[Records from a data collection]

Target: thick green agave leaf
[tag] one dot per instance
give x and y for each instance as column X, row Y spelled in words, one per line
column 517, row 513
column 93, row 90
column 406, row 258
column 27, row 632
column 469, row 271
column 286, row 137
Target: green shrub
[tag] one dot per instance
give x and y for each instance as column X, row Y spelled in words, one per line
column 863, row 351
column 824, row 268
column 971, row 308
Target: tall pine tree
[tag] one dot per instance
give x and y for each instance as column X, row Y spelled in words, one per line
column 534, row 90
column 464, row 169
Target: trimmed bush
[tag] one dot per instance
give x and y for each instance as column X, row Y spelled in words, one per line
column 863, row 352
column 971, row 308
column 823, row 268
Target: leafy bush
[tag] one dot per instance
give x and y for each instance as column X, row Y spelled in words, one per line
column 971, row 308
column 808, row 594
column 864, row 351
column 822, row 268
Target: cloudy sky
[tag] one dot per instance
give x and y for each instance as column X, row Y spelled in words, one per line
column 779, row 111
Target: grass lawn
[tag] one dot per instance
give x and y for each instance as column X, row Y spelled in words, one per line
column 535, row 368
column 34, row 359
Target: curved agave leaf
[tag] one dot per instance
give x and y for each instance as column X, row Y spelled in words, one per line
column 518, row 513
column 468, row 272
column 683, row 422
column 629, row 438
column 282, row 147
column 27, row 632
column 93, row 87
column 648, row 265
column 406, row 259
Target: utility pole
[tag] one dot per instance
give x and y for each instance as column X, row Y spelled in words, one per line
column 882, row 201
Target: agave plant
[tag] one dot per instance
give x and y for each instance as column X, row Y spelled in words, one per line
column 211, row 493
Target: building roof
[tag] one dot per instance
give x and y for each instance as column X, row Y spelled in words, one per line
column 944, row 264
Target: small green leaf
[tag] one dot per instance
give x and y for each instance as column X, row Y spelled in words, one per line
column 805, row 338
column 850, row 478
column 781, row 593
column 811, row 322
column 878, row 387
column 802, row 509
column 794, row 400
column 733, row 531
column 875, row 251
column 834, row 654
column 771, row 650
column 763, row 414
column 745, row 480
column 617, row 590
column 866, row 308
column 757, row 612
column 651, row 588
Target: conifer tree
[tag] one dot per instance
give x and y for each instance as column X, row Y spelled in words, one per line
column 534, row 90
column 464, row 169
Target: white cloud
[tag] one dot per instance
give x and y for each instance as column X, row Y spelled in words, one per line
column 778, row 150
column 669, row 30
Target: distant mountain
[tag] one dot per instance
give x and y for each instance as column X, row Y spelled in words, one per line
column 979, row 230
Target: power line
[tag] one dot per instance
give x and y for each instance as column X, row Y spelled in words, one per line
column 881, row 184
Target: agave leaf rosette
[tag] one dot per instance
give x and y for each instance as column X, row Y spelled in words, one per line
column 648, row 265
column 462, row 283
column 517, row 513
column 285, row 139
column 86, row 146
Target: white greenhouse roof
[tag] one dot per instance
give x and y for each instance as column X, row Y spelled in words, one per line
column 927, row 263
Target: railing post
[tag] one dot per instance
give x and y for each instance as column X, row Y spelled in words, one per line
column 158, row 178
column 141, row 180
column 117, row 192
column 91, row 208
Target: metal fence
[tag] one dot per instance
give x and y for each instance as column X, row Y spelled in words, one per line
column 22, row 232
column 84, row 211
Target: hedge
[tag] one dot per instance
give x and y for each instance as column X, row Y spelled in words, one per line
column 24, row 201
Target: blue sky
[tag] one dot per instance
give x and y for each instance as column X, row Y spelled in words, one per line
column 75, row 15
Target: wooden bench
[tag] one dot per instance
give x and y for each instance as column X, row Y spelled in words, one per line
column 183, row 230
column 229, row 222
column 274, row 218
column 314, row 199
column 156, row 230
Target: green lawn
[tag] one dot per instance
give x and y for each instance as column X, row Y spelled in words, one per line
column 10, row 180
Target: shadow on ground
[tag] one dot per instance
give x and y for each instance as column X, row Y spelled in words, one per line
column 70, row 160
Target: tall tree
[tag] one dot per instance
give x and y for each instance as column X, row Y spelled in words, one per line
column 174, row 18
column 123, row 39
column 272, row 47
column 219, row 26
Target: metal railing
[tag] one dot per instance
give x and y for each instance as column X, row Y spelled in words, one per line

* [WORK INSTRUCTIONS]: Please transcribe all of the records, keeping every line exactly as it is.

* [YOUR SOLUTION]:
Target: thick green agave leaf
[tag] one dot per instance
give x and y for each instance as column X, row Y spelled in words, one per line
column 517, row 513
column 93, row 90
column 406, row 258
column 27, row 632
column 469, row 271
column 286, row 137
Target: green shrub
[tag] one dot per instance
give x and y for each instance as column X, row Y spelled in words, one per line
column 863, row 351
column 824, row 268
column 971, row 308
Target: tall pine tree
[tag] one dot per instance
give x and y for each instance as column X, row Y spelled in words, one per line
column 534, row 90
column 464, row 169
Target: trimmed bush
[tag] one dot per instance
give x and y for each instance as column X, row Y spelled in words, one per line
column 863, row 352
column 971, row 308
column 823, row 268
Target: leafy bush
[tag] one dot per instance
give x and y for each instance as column X, row Y spelled in words, one per line
column 971, row 308
column 808, row 594
column 864, row 351
column 822, row 268
Target: cloudy sky
[tag] one dot per instance
give x and y for each instance as column X, row Y spelled in words, one per line
column 779, row 111
Target: grass lawn
[tag] one dot per instance
give x and y for each instance as column X, row Y spelled in words, one per line
column 535, row 368
column 34, row 359
Target: curved agave leaf
[tag] one dot per instance
give x and y for each instance as column X, row Y spelled in words, one per line
column 518, row 513
column 468, row 272
column 683, row 422
column 629, row 438
column 282, row 147
column 27, row 632
column 93, row 87
column 648, row 265
column 406, row 259
Target: utility pole
[tag] one dot per instance
give x and y for each instance as column X, row Y spelled in words, one per line
column 882, row 201
Target: agave plant
[tag] one dot per instance
give x and y for each instance as column X, row Y spelled in words, one per line
column 211, row 493
Target: building roof
[tag] one dot per instance
give x and y for each instance as column X, row Y spelled in words, one per line
column 944, row 264
Target: small green leaf
[tag] one dot per instance
give x and y for each instance as column X, row Y spelled in words, one per line
column 805, row 338
column 850, row 478
column 781, row 593
column 811, row 322
column 878, row 387
column 802, row 509
column 794, row 400
column 733, row 531
column 875, row 251
column 834, row 654
column 771, row 650
column 763, row 414
column 745, row 480
column 617, row 590
column 866, row 308
column 757, row 612
column 651, row 588
Target: conifer tree
[tag] one dot per instance
give x and y for each instance as column X, row Y spelled in words, one per line
column 534, row 90
column 464, row 169
Target: white cloud
[tag] one dot per instance
give x and y for each instance as column X, row Y spelled in words, one per line
column 778, row 150
column 669, row 30
Target: distant mountain
[tag] one dot per instance
give x and y for each instance as column X, row Y spelled in words, one per line
column 979, row 230
Target: power line
[tag] one dot per instance
give x and y for each instance as column X, row Y spelled in words, one per line
column 881, row 184
Target: agave leaf rosette
[tag] one dot per instance
give x and y for each instance as column X, row Y spelled in words, one per line
column 648, row 265
column 462, row 283
column 517, row 513
column 285, row 139
column 86, row 146
Target: white greenhouse roof
[tag] one dot per instance
give x and y for each instance as column X, row Y spelled in words, one per line
column 927, row 263
Target: railing post
[tag] one dot per instance
give x and y for each instance as column X, row Y spelled in words, one per line
column 158, row 178
column 141, row 180
column 117, row 192
column 91, row 208
Target: metal fence
[tag] one dot per instance
give x and y for each instance as column X, row Y spelled in words, one per line
column 22, row 232
column 84, row 211
Target: hedge
[tag] one dot per instance
give x and y for each instance as column X, row Y spelled in words, one per line
column 24, row 201
Target: blue sky
[tag] one dot per instance
give x and y for each instance as column X, row Y spelled in words, one per line
column 75, row 15
Target: wooden bench
[tag] one dot per instance
give x and y for each instance as column X, row Y spelled in words, one per line
column 183, row 230
column 229, row 222
column 274, row 218
column 314, row 199
column 156, row 230
Target: green lawn
[tag] one dot per instance
give x and y for each instance as column X, row Y spelled in words, one per line
column 10, row 180
Target: shadow on ground
[tag] one dot per instance
give x and y for each instance as column X, row Y spelled in words, one per line
column 70, row 160
Target: tall tree
[tag] one dot per instance
give x and y for each instance as column X, row Y spelled in words, one per line
column 174, row 18
column 123, row 39
column 272, row 47
column 219, row 26
Target: metal railing
[tag] one dot per instance
give x and y for each instance as column X, row Y spelled in words, one per line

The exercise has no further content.